Records for the exercise below:
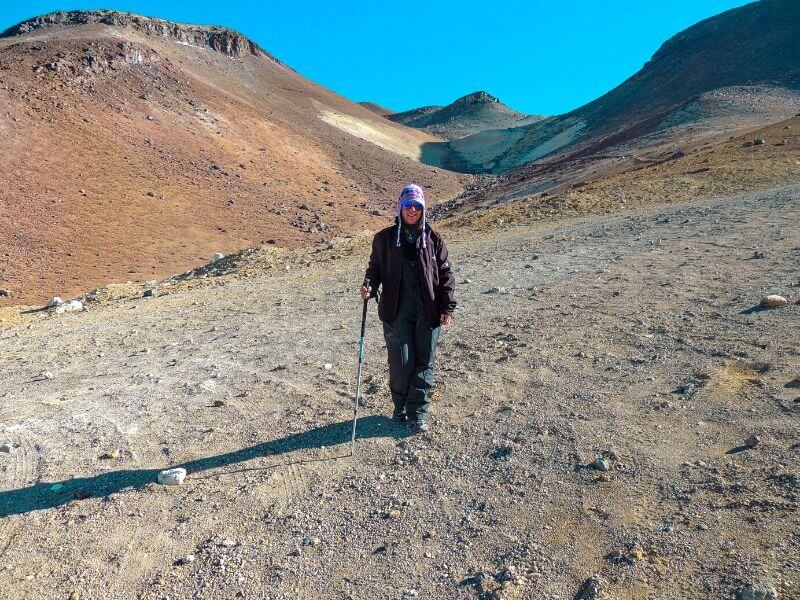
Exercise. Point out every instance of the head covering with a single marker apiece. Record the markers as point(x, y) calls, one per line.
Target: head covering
point(410, 192)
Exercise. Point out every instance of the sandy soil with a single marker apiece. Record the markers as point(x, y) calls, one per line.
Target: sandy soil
point(633, 337)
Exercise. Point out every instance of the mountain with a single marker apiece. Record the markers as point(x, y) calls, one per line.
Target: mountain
point(751, 54)
point(134, 148)
point(468, 115)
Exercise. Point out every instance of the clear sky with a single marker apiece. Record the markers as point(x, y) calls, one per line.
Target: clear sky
point(541, 57)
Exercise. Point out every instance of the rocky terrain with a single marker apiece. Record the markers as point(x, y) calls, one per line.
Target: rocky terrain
point(135, 148)
point(593, 424)
point(468, 115)
point(617, 410)
point(377, 109)
point(673, 169)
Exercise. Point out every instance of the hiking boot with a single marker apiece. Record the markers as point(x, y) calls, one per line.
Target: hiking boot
point(399, 416)
point(419, 426)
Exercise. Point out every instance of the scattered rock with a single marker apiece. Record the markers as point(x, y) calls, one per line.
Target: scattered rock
point(774, 301)
point(601, 464)
point(592, 589)
point(172, 476)
point(752, 441)
point(71, 306)
point(760, 590)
End of Records for the exercise.
Required work
The line with "Exercise. Point out every instance of the scattered" and every line after it up to the end of the entries: output those exactly, and only those.

Completed exercise
Exercise. Point out every instance of the scattered rock with a single marker apiece. Record the markers as point(x, y) calls, one per line.
Target: scattered rock
point(774, 301)
point(601, 464)
point(592, 589)
point(172, 476)
point(752, 441)
point(71, 306)
point(760, 590)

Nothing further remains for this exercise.